> [Goal of the exercise]:
Below is a listing to copy exactly; no image goes into the copy.

> [Records provided]:
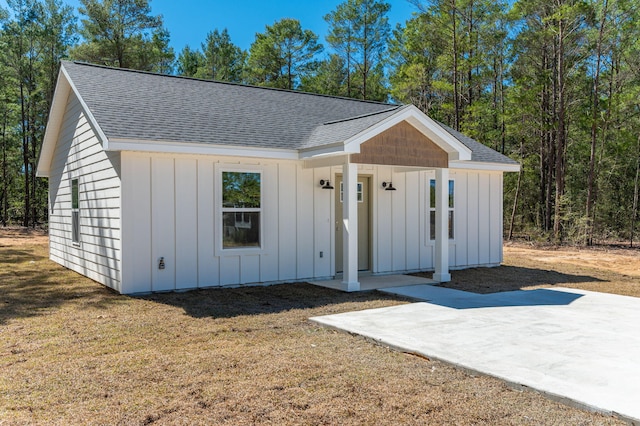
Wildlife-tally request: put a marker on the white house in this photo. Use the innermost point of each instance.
(163, 183)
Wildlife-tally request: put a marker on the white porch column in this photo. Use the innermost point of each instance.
(350, 227)
(441, 273)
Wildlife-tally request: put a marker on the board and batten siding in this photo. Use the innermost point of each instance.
(171, 210)
(79, 155)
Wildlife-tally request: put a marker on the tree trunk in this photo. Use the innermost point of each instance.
(456, 89)
(561, 136)
(4, 204)
(594, 129)
(25, 157)
(517, 194)
(636, 182)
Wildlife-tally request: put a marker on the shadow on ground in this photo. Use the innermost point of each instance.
(32, 285)
(509, 278)
(232, 302)
(457, 299)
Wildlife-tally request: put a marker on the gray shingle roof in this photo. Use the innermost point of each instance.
(151, 107)
(136, 105)
(479, 152)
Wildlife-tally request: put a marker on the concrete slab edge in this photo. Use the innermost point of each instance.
(515, 385)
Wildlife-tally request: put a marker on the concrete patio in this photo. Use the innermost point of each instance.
(576, 346)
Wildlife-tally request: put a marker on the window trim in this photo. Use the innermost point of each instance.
(220, 210)
(75, 211)
(451, 209)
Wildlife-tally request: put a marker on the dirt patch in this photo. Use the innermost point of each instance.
(19, 236)
(618, 260)
(607, 270)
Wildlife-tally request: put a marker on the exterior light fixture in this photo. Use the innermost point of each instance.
(388, 186)
(325, 184)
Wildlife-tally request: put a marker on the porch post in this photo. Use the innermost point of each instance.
(441, 273)
(350, 227)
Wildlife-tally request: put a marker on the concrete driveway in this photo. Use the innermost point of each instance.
(579, 346)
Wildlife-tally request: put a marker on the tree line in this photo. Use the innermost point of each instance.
(553, 84)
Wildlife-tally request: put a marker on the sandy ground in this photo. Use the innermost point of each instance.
(618, 260)
(18, 236)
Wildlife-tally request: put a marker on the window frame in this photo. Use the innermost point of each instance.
(450, 209)
(221, 210)
(75, 211)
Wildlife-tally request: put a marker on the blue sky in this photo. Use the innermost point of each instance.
(189, 21)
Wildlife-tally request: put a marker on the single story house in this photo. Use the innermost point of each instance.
(160, 183)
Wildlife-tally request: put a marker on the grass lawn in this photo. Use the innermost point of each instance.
(73, 352)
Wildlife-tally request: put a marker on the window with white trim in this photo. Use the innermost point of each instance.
(75, 211)
(432, 209)
(241, 209)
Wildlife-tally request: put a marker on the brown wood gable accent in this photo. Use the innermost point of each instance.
(401, 145)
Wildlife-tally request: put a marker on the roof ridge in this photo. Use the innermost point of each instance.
(369, 114)
(228, 83)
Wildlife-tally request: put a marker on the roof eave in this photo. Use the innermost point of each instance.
(199, 148)
(64, 87)
(485, 166)
(455, 149)
(54, 123)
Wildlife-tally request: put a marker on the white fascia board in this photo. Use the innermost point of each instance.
(52, 130)
(63, 89)
(410, 113)
(323, 151)
(87, 112)
(326, 161)
(474, 165)
(195, 148)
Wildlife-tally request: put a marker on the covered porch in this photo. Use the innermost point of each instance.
(408, 142)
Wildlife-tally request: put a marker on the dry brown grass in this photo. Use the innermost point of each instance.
(73, 352)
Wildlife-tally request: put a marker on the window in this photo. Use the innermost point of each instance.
(432, 209)
(241, 209)
(75, 211)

> [Response]:
Wildlife-tally request: put a marker on the white house in this photo. Use the innermost point of each instance.
(163, 183)
Wildlife-tally request: put a marker on the white porch column in this photo. Use the innermost point of each instance.
(350, 227)
(441, 273)
Wildlife-tally request: put a marker on the board and batten siding in this photo. Use the innermost point of each instance.
(171, 210)
(79, 155)
Wildlife-tally request: put a marker on the tree trunk in this photo. Use the innermost point of each instance.
(456, 89)
(561, 136)
(4, 204)
(594, 129)
(25, 157)
(517, 194)
(636, 182)
Wildlife-tally request: put a marker on the shadow on ground in this photo. Use the innermost point of each instance.
(32, 285)
(509, 278)
(232, 302)
(457, 299)
Wildlife-tally request: put a marker on the gray shingle roof in this photo. Use the innermost point of each instance.
(151, 107)
(136, 105)
(479, 152)
Wildlife-tally request: put a marker on the concrete slab edge in this photo. Use the innermost point of each instance.
(515, 385)
Wildlife-tally request: put a marker on the concrete patio in this photo. Use the innermost point of each instance.
(576, 346)
Wildlife-tally request: put a marker on the window trim in this photo. Use the innermost point of each instance.
(220, 210)
(75, 211)
(451, 209)
Wildlife-tally request: put a marker on the dirt patch in this photo. Use the innermost point of each instance.
(19, 236)
(618, 260)
(607, 270)
Wildlife-tally request: put a marker on the exterior light fixture in this photo. Use the innermost point of each instance.
(388, 186)
(325, 184)
Wildlife-tally request: put a marker on the porch post in this photo. Use the innermost point of each instance.
(441, 273)
(350, 227)
Wildlife-tally request: put a marker on the concrete driveway in this photo. Use the innermost point of each instance.
(579, 346)
Wildlife-tally request: put a marker on the tree line in this photo. Use the innermost point of each instance.
(553, 84)
Wildlife-tally request: put a marker on the sandy ground in this photo. Use the innermost point of each instance.
(618, 260)
(18, 236)
Wildlife-tally request: put a marker on the window frame in this photo. Use the innermost point of each instance.
(450, 209)
(221, 210)
(75, 211)
Wildlife-tally request: put a marker on the blue sky in this photo. Use the innermost point of each instance.
(189, 21)
Wildlife-tally request: put a marker on the single story house in this photo. Use the innermost point of each instance.
(160, 183)
Wildlife-tally request: put a marker on the grass lawn in this photo. Use the innermost point of each instance.
(73, 352)
Wildlife-tally request: put a marker on the window with white trim in this photo. Use the innermost point of each instance.
(75, 211)
(432, 209)
(241, 209)
Wildlife-tally request: put a marker on the brown wood gable accent in this photo. Use the innermost point of each instance.
(401, 145)
Wildlife-tally request: put a marker on the roof ridge in this photo. Use the innermost point of each instance.
(369, 114)
(228, 83)
Wildlife-tally request: put a marker on the roof eave in this photo. Use the innermost point of each instance.
(199, 148)
(64, 87)
(485, 166)
(455, 149)
(54, 123)
Wildlife-tally request: put a marker on the white fascia board in this photo. Use the innermost point of each instance.
(52, 130)
(63, 89)
(410, 113)
(323, 151)
(87, 112)
(326, 161)
(474, 165)
(195, 148)
Wildlife-tally request: put a marker on the covered porch in this photo. Use the innermost point of each instance.
(408, 142)
Wildlife-tally request: put a marker on the dry brown grass in this photo. Use the innermost point of each instance.
(73, 352)
Wildlife-tally request: put a marker on the window in this photo. Use the innermost point of each instance.
(432, 209)
(241, 209)
(75, 211)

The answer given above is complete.